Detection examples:

----

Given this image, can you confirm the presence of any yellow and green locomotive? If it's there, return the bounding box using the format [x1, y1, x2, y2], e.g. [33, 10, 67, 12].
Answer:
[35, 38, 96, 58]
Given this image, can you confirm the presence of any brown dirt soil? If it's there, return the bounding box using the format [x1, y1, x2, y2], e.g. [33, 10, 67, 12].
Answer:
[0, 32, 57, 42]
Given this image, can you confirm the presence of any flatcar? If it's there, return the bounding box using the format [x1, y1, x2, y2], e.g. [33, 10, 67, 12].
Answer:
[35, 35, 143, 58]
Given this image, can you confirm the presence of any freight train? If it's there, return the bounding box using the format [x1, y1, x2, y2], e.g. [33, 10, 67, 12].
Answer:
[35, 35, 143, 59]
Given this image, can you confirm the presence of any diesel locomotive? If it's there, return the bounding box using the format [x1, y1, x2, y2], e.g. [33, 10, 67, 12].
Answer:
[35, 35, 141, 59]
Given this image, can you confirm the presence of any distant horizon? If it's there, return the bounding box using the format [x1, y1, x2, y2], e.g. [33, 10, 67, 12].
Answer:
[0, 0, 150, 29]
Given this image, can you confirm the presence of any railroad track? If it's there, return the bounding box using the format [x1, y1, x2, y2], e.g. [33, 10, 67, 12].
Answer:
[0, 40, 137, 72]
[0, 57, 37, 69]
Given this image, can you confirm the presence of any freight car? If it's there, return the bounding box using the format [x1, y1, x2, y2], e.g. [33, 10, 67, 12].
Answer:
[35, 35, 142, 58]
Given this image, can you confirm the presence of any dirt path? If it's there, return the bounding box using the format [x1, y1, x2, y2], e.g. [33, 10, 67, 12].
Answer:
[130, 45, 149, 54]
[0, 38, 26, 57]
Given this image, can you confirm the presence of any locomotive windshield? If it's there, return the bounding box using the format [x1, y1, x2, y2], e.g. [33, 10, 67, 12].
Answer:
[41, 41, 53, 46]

----

What to work on: Rewrite all the records above, changing each "bounding box" to "bounding rectangle" and keeping everything else the same.

Output for this exercise:
Given this image, can you confirm the presence of any yellow and green locomotive? If it's there, return the bounding rectangle using the format [x1, y1, x2, y2], e.g. [33, 10, 67, 12].
Answer:
[35, 38, 96, 58]
Given this image, can you confirm the presence of any brown dirt soil? If it's there, return the bounding rectangle using the format [x1, y1, x2, y2], e.g. [33, 10, 67, 12].
Answer:
[0, 32, 57, 42]
Given this image, can you confirm the presence of any flatcar? If it's there, return the bounding rectangle using the format [x1, y1, x2, y2], e.g. [33, 10, 67, 12].
Answer:
[35, 35, 143, 58]
Given this image, can you confirm the presence of any freight train? If it's there, return the bounding rectangle using the format [x1, y1, x2, y2], e.g. [33, 10, 67, 12].
Answer:
[35, 35, 143, 59]
Given this image, can you confirm the presence of any diesel locomotive? If it's there, return the bounding rectangle using the format [x1, y1, x2, y2], e.g. [33, 10, 67, 12].
Answer:
[35, 35, 141, 59]
Given this image, can you confirm the presence of any distant horizon? If it's there, return the bounding rectangle using the format [x1, y1, x2, y2], e.g. [33, 10, 67, 12].
Answer:
[0, 0, 150, 29]
Given this image, can you confirm the presence of any railroad track? If it's there, return the bounding rectangle using the format [x1, y1, x2, y2], e.g. [33, 10, 67, 12].
Answer:
[0, 40, 137, 72]
[0, 57, 37, 69]
Given this image, can you confirm the presence of any freight car? If it's there, return the bounding rectangle using the format [x1, y1, x2, y2], e.g. [33, 10, 67, 12].
Answer:
[35, 35, 142, 58]
Given this image, can you confirm the presence of any dirt path? If it's there, return the bounding rectangle using the format [x1, y1, x2, y2], e.g. [33, 10, 67, 12].
Answer:
[130, 45, 149, 54]
[0, 38, 26, 57]
Given this image, can you confirm the presence of any locomotive windshield? If it's there, return the bounding rectangle using the format [x1, y1, x2, y2], e.g. [33, 10, 67, 12].
Answer:
[41, 41, 53, 46]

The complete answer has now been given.